Rows from a box labeling dataset:
────────────────────────────────────────
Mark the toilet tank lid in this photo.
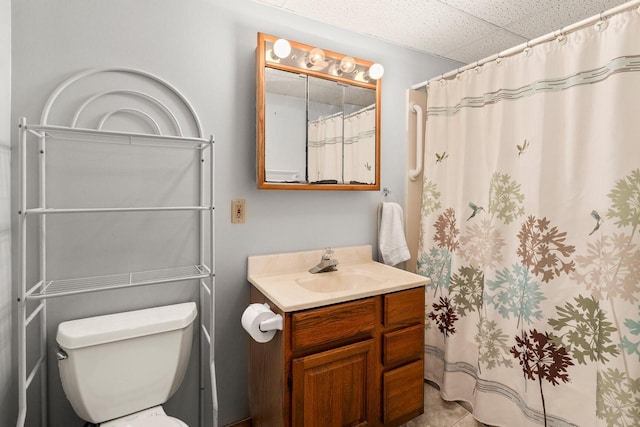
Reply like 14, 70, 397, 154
56, 302, 197, 349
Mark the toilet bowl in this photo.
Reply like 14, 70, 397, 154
56, 302, 197, 427
100, 406, 189, 427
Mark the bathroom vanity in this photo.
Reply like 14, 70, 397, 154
249, 246, 427, 427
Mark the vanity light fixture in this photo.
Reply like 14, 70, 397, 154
339, 56, 356, 74
307, 47, 324, 68
272, 39, 291, 60
259, 35, 383, 86
367, 62, 384, 80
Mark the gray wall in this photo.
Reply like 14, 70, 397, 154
10, 0, 459, 426
0, 0, 16, 426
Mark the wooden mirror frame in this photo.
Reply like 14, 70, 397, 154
256, 33, 381, 191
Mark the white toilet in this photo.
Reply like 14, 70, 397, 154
56, 302, 197, 427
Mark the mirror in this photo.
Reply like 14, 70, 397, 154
256, 34, 380, 190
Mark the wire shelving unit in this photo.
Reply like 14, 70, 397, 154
16, 68, 218, 427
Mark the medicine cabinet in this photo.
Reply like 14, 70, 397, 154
256, 33, 383, 190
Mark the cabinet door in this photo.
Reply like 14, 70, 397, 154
291, 339, 377, 427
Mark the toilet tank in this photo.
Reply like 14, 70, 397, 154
56, 302, 197, 423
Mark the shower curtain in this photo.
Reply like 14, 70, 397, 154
307, 113, 343, 183
417, 10, 640, 427
344, 104, 376, 184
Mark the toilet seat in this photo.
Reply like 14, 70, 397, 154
123, 415, 189, 427
100, 406, 189, 427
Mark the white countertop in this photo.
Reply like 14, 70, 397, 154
248, 245, 429, 312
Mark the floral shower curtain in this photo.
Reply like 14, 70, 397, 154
307, 113, 343, 183
344, 105, 376, 184
418, 10, 640, 427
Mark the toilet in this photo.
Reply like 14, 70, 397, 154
56, 302, 197, 427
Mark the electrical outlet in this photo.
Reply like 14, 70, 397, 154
231, 199, 245, 224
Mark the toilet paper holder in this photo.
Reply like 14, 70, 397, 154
258, 304, 284, 332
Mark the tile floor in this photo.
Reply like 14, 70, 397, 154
401, 383, 490, 427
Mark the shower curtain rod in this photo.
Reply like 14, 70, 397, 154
411, 0, 640, 90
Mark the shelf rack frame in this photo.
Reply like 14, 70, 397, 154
16, 67, 218, 427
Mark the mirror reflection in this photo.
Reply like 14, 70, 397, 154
257, 35, 380, 190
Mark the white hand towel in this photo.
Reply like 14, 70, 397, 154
378, 202, 411, 265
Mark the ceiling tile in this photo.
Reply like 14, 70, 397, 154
444, 29, 527, 64
284, 0, 496, 55
506, 0, 625, 39
440, 0, 558, 27
253, 0, 625, 63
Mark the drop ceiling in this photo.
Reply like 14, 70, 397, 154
255, 0, 626, 63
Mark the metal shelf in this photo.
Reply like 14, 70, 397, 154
25, 206, 213, 215
25, 265, 211, 300
16, 67, 218, 427
25, 124, 213, 149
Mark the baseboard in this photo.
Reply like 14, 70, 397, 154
227, 417, 253, 427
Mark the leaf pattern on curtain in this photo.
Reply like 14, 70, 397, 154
416, 13, 640, 427
418, 170, 640, 426
511, 329, 573, 426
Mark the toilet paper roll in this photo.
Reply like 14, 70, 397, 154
242, 304, 277, 343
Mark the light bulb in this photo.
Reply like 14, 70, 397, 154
273, 39, 291, 59
340, 56, 356, 74
307, 47, 324, 67
367, 63, 384, 80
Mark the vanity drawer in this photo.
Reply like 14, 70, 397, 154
291, 298, 375, 352
382, 324, 424, 366
382, 360, 424, 424
382, 286, 424, 326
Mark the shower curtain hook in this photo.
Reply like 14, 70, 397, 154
594, 11, 608, 32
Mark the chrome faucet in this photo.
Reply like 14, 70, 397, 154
309, 248, 338, 274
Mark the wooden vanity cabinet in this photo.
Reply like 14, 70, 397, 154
249, 286, 424, 427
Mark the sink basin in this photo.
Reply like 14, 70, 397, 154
296, 271, 382, 293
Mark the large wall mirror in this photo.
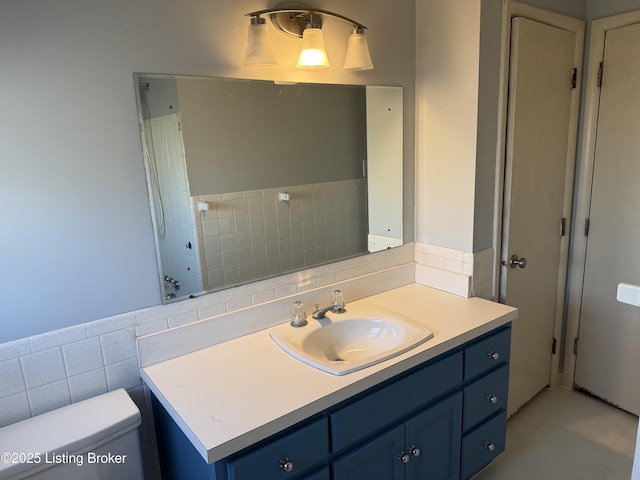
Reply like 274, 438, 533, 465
134, 74, 403, 303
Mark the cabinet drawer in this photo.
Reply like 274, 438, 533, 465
304, 467, 331, 480
464, 328, 511, 380
462, 410, 507, 479
462, 365, 509, 431
227, 417, 329, 480
330, 352, 462, 452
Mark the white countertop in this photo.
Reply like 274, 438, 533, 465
142, 284, 517, 463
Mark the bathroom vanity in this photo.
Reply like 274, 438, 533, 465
142, 284, 516, 480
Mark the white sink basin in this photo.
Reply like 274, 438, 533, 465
269, 313, 433, 375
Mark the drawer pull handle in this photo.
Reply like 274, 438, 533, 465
409, 445, 420, 457
280, 458, 293, 473
398, 452, 411, 463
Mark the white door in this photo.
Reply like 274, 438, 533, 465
575, 24, 640, 415
500, 18, 576, 414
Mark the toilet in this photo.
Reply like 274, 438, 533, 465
0, 389, 143, 480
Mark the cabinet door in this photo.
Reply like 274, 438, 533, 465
405, 392, 462, 480
227, 417, 329, 480
333, 425, 404, 480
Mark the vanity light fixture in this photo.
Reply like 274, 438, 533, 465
244, 2, 373, 70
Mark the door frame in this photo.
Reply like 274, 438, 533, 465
562, 10, 640, 388
493, 0, 585, 386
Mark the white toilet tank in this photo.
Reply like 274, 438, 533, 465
0, 389, 143, 480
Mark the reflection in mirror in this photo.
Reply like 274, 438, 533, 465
135, 74, 403, 303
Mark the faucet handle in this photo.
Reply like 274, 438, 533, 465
331, 290, 345, 313
291, 300, 307, 327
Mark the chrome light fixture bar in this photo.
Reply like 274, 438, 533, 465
244, 2, 373, 70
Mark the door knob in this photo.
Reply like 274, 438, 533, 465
502, 255, 527, 268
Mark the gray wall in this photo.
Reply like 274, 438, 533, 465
0, 0, 415, 342
178, 78, 367, 195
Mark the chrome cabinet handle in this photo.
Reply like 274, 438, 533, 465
409, 445, 420, 457
280, 458, 293, 473
484, 442, 496, 452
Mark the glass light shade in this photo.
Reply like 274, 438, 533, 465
298, 27, 331, 68
242, 18, 278, 65
343, 30, 373, 70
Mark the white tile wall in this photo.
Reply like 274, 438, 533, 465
0, 244, 493, 478
415, 243, 494, 300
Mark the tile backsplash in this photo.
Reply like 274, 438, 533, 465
0, 244, 493, 478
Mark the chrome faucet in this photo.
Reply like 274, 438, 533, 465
311, 290, 347, 320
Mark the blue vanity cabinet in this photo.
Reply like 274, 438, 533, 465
332, 392, 462, 480
226, 417, 329, 480
149, 325, 511, 480
461, 328, 511, 480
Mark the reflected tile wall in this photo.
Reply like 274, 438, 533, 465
193, 179, 368, 288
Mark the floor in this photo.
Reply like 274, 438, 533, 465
473, 388, 638, 480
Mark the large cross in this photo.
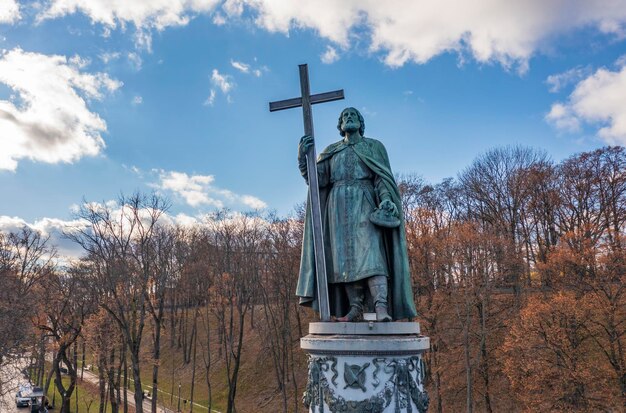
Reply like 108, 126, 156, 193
270, 64, 343, 321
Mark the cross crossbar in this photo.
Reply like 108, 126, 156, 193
270, 64, 344, 321
270, 89, 344, 112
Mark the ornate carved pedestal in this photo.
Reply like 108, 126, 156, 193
300, 321, 430, 413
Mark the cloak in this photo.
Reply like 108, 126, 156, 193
296, 137, 417, 320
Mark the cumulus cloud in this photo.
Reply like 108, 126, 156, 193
320, 46, 339, 64
546, 61, 626, 145
224, 0, 626, 71
230, 60, 250, 73
211, 69, 235, 94
35, 0, 626, 71
128, 52, 143, 72
0, 48, 122, 171
152, 170, 267, 209
98, 52, 121, 65
230, 58, 267, 77
37, 0, 219, 50
546, 66, 591, 93
0, 215, 87, 258
204, 69, 236, 106
204, 89, 216, 106
0, 0, 22, 24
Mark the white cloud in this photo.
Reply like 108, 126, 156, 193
0, 0, 22, 24
69, 55, 91, 69
230, 60, 250, 73
33, 0, 626, 71
0, 48, 122, 171
0, 215, 87, 258
152, 170, 267, 209
229, 0, 626, 71
546, 103, 580, 132
98, 52, 121, 65
230, 57, 269, 77
204, 89, 215, 106
37, 0, 219, 50
320, 46, 339, 64
546, 66, 591, 93
546, 58, 626, 145
211, 69, 235, 94
204, 69, 235, 106
128, 52, 143, 72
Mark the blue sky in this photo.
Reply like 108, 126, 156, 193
0, 0, 626, 254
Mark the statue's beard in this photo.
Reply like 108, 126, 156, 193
343, 123, 359, 133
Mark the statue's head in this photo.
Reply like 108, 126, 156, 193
337, 108, 365, 136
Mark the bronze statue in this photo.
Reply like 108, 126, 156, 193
296, 108, 416, 321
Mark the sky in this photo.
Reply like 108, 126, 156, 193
0, 0, 626, 256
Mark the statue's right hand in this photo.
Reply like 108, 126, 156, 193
298, 135, 313, 161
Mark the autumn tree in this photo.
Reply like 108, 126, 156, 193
67, 194, 167, 413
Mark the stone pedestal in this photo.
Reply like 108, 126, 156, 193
300, 321, 430, 413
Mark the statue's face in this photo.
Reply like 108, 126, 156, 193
341, 109, 361, 133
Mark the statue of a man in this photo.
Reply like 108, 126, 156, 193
296, 108, 416, 321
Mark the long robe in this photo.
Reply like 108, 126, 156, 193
296, 137, 417, 320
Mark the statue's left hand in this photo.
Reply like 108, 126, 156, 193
380, 199, 398, 217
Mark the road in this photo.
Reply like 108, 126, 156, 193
0, 359, 28, 413
79, 370, 175, 413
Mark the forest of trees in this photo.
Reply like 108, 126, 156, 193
0, 147, 626, 413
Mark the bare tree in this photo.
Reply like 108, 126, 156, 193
67, 194, 167, 413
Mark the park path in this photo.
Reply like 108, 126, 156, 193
79, 370, 176, 413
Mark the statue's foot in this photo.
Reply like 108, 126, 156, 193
376, 306, 391, 322
337, 307, 364, 323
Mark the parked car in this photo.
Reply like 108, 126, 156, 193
29, 387, 44, 413
15, 389, 30, 407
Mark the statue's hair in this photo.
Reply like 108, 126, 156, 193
337, 107, 365, 136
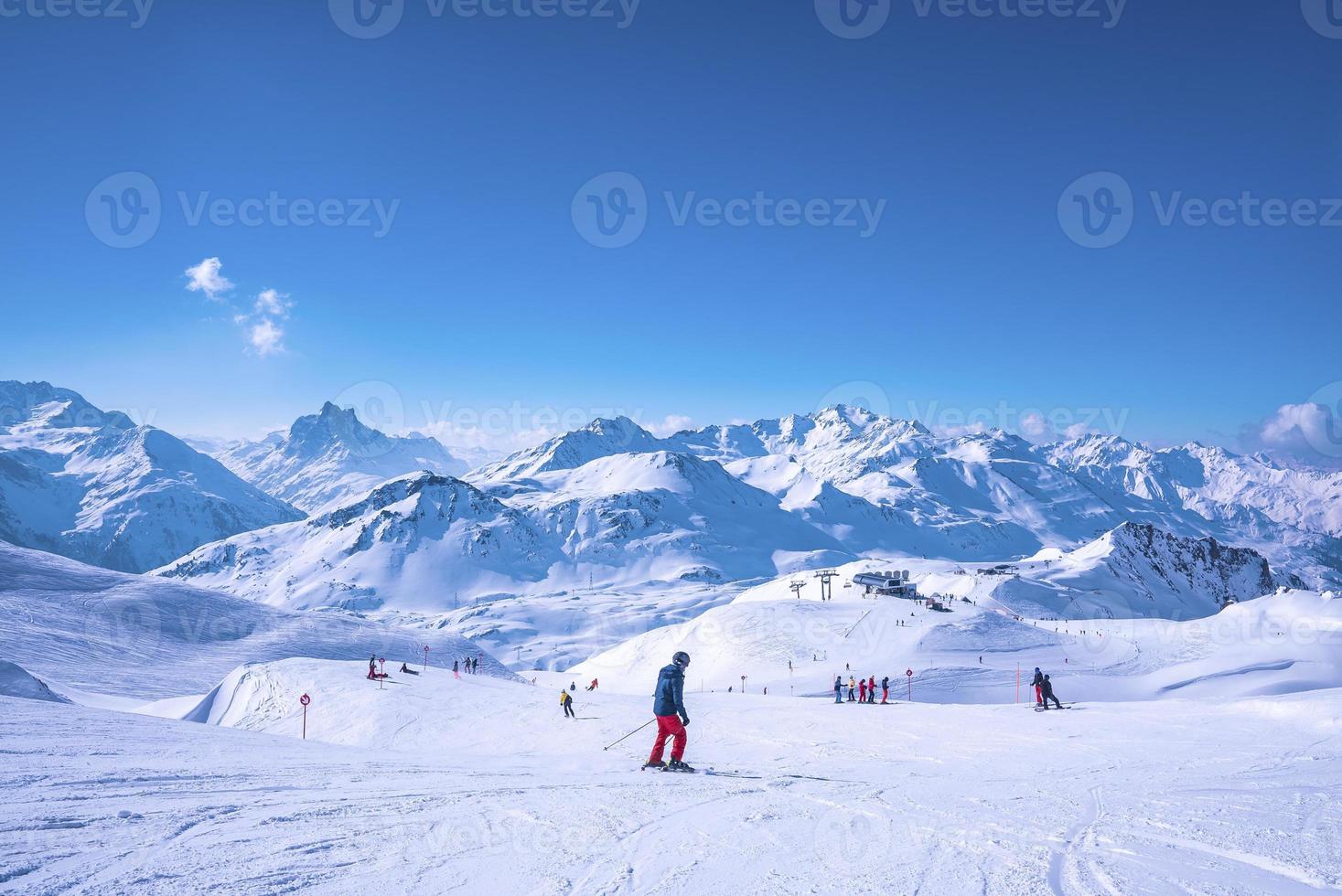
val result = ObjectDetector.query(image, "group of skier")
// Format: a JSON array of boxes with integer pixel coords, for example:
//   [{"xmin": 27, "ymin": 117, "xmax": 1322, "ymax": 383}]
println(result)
[
  {"xmin": 1031, "ymin": 666, "xmax": 1063, "ymax": 709},
  {"xmin": 834, "ymin": 675, "xmax": 890, "ymax": 704}
]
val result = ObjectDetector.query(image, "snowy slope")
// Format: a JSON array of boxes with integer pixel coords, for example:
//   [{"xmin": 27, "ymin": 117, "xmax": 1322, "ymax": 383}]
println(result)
[
  {"xmin": 0, "ymin": 660, "xmax": 70, "ymax": 703},
  {"xmin": 0, "ymin": 542, "xmax": 505, "ymax": 700},
  {"xmin": 570, "ymin": 565, "xmax": 1342, "ymax": 703},
  {"xmin": 0, "ymin": 664, "xmax": 1342, "ymax": 896},
  {"xmin": 216, "ymin": 402, "xmax": 467, "ymax": 514},
  {"xmin": 0, "ymin": 381, "xmax": 302, "ymax": 571}
]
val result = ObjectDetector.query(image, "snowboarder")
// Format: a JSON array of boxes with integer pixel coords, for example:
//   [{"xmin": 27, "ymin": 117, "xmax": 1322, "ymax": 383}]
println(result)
[
  {"xmin": 643, "ymin": 651, "xmax": 693, "ymax": 772},
  {"xmin": 1038, "ymin": 675, "xmax": 1063, "ymax": 709}
]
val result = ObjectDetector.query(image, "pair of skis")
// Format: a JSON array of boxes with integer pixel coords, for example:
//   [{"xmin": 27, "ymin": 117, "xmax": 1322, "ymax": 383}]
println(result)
[{"xmin": 1035, "ymin": 703, "xmax": 1077, "ymax": 712}]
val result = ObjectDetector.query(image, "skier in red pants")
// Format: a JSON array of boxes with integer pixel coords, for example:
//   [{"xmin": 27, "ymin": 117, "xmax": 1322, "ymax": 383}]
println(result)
[{"xmin": 643, "ymin": 651, "xmax": 693, "ymax": 772}]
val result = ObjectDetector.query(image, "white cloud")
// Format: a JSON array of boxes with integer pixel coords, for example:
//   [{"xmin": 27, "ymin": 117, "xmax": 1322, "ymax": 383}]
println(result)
[
  {"xmin": 1240, "ymin": 402, "xmax": 1342, "ymax": 468},
  {"xmin": 643, "ymin": 413, "xmax": 693, "ymax": 439},
  {"xmin": 247, "ymin": 318, "xmax": 285, "ymax": 357},
  {"xmin": 187, "ymin": 258, "xmax": 233, "ymax": 302},
  {"xmin": 255, "ymin": 290, "xmax": 294, "ymax": 321}
]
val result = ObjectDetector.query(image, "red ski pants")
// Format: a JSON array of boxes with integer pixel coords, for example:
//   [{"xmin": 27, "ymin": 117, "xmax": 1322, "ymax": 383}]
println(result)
[{"xmin": 649, "ymin": 715, "xmax": 689, "ymax": 762}]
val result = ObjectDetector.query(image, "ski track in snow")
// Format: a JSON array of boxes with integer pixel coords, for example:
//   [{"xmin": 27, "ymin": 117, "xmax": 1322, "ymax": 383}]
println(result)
[{"xmin": 0, "ymin": 670, "xmax": 1342, "ymax": 896}]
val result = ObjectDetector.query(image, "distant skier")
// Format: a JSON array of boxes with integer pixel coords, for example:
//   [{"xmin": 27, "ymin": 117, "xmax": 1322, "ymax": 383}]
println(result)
[
  {"xmin": 1038, "ymin": 675, "xmax": 1063, "ymax": 709},
  {"xmin": 643, "ymin": 651, "xmax": 693, "ymax": 772}
]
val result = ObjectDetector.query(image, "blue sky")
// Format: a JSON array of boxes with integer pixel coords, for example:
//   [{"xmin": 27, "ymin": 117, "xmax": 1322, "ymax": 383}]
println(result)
[{"xmin": 0, "ymin": 0, "xmax": 1342, "ymax": 443}]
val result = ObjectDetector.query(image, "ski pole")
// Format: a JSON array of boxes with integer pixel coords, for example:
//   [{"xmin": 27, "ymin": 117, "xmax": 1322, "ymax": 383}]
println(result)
[{"xmin": 601, "ymin": 719, "xmax": 656, "ymax": 752}]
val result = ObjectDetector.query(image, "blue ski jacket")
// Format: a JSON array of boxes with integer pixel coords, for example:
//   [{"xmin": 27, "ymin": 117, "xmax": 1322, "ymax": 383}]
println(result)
[{"xmin": 652, "ymin": 663, "xmax": 689, "ymax": 716}]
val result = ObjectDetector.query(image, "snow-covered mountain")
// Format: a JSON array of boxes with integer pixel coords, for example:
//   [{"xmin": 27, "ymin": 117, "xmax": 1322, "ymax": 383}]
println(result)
[
  {"xmin": 0, "ymin": 381, "xmax": 302, "ymax": 571},
  {"xmin": 0, "ymin": 542, "xmax": 508, "ymax": 703},
  {"xmin": 666, "ymin": 407, "xmax": 1342, "ymax": 585},
  {"xmin": 216, "ymin": 401, "xmax": 467, "ymax": 514},
  {"xmin": 472, "ymin": 417, "xmax": 673, "ymax": 483},
  {"xmin": 156, "ymin": 472, "xmax": 560, "ymax": 612},
  {"xmin": 994, "ymin": 523, "xmax": 1303, "ymax": 620}
]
────────────────────────────────────────
DIRECTIVE:
Rewrite the entries from their beginning through the line containing "418, 10, 640, 427", putting "image" wherever "photo" appears and leaving everything else as it is. Omit the pictures from your answer.

SOLVED PROBLEM:
Mark the toilet tank lid in this image.
Reply like 14, 70, 397, 154
56, 302, 197, 349
Mark the toilet bowl in this image.
Reply like 14, 70, 397, 154
56, 302, 197, 427
100, 406, 189, 427
Mark the bathroom vanity in this image.
Reply like 14, 70, 397, 154
249, 246, 427, 427
Mark the vanity light fixture in this image.
Reply like 14, 70, 397, 154
339, 56, 356, 74
307, 47, 324, 68
272, 39, 291, 60
259, 35, 383, 86
367, 62, 384, 80
Mark the gray wall in this image.
Reply like 14, 70, 397, 154
10, 0, 459, 426
0, 0, 16, 426
Mark the wooden mirror frame in this image.
Reply like 14, 70, 397, 154
256, 33, 381, 191
Mark the white toilet in this image.
Reply like 14, 70, 397, 154
56, 302, 197, 427
Mark the mirror in this image.
Reply like 14, 70, 397, 154
256, 34, 380, 190
Mark the wire shelving unit in this image.
Reply like 14, 70, 397, 154
16, 68, 218, 427
Mark the medicine cabinet in this image.
Reply like 14, 70, 397, 154
256, 33, 383, 190
Mark the cabinet door in this image.
Reply like 14, 70, 397, 154
291, 339, 377, 427
Mark the toilet tank in this image.
Reply like 14, 70, 397, 154
56, 302, 197, 423
Mark the shower curtain in this image.
Reply like 14, 70, 397, 154
307, 113, 343, 183
417, 10, 640, 427
344, 104, 376, 184
Mark the toilet seat in this image.
Reply like 14, 70, 397, 154
123, 415, 189, 427
100, 406, 189, 427
Mark the white countertop in this image.
Reply like 14, 70, 397, 154
248, 245, 429, 312
Mark the floral shower curtain in this image.
Reply like 14, 70, 397, 154
307, 113, 343, 183
344, 105, 376, 184
418, 10, 640, 427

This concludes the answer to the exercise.